Teks Sumber:
# # # # #
Pandu Radea
http://www.kabar-priangan.com/
Bulan pucat pasi, bergetar di atas riak gelombang. Angin laut menderu-deru mengiris malam. Waktupun terasa berdetak lambat seolah ingin menegaskan harapan yang tersirat pada wajah wanita yang benama Pejoh.
Dialah yang menjadi pemeran utama malam ini. Tokoh kunci yang akan mentasbihkan sekelompok peronggeng muda yang akan menjadi pewaris kesenian khas Ciamis di masa yang akan datang. Calon peronggeng gunung yang merupakan generasi muda dibawah asuhan Neng Peking malam itu didaulat untuk melanjutkan amanat karuhun, menari dan mendendangkan wawangsalan buhun Dewi Siti Samboja.
Peristiwa budaya yang bertempat di Pondok Wisata Disbudpar Pangandaran, pada malam Minggu (1/10) itu digagas oleh Disbudpar Provinsi Jawa Barat dengan tajuk kegiatan “Pagelaran Hasil Pewarisan Kepesindenan Dalam Ronggeng Gunung”. Dan Bi Pejoh sebagai Maestro Ronggeng Gunung didaulat sebagai guru yang mewariskan Seni Ronggeng Gunung. Kesempatan langka itu sekaligus menjadi titik balik bagi Bi Pejoh tampil kembali di muka publik, setelah belasan tahun berhenti dari kiprahnya sebagai seniman ronggeng gunung. Dan Bagi Disbudpar, kegiatan ini diharapkan dapat memicu gairah positip bagi generasi muda untuk lebih mengenal, mendalami dan mengaktifkan seni Ronggeng Gunung di masyarakat luas, sekaligus meningkatkan citra pariwisata di Pangandaran.
# # # # #
Data Mentah:
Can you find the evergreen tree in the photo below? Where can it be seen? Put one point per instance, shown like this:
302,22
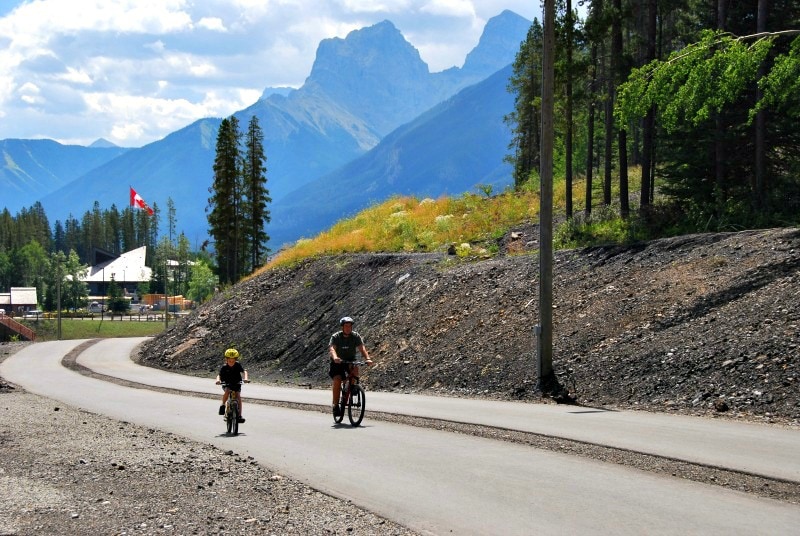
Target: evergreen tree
255,184
525,120
225,203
# # # # #
Latihan Soal:
1. Jawablah pertanyaan berikut berdasarkan teks sumber.
(a) Di mana peristiwa budaya itu berlangsung?
(b) Siapa yang menggagas kegiatan tersebut?
(c) Di bawah asuhan siapa calon peronggeng gunung generasi muda itu?
2. Cetak ulang bagian teks sumber tanpa perubahan, mulai dari "Pandu Radea" dan berakhir pada "yang benama Pejoh.".
Baris data tidak diperlukan untuk mengerjakan latihan ini.

Kunci Jawaban:
1.
(a) Di Pondok Wisata Disbudpar Pangandaran.
(b) Disbudpar Provinsi Jawa Barat.
(c) Neng Peking.

2.
Pandu Radea
http://www.kabar-priangan.com/
Bulan pucat pasi, bergetar di atas riak gelombang. Angin laut menderu-deru mengiris malam. Waktupun terasa berdetak lambat seolah ingin menegaskan harapan yang tersirat pada wajah wanita yang benama Pejoh.